[Referring expression pointing data]
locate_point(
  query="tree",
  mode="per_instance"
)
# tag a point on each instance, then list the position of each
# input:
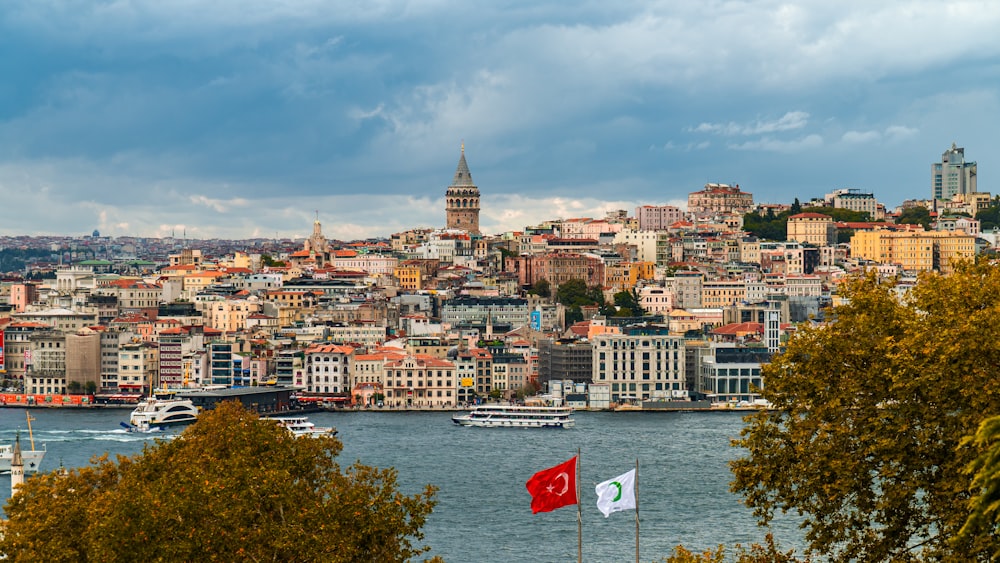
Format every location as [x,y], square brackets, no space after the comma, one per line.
[573,292]
[984,505]
[628,304]
[231,487]
[866,441]
[915,216]
[541,288]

## Instructions to follow
Beginning with the line that holds "Format every location", copy the entries exactly to their last line, and leave out every earlier line.

## Solution to this exercise
Format every location as [x,y], square brackets, no space after the comma, one per line.
[573,292]
[984,505]
[628,304]
[231,487]
[866,441]
[915,216]
[541,288]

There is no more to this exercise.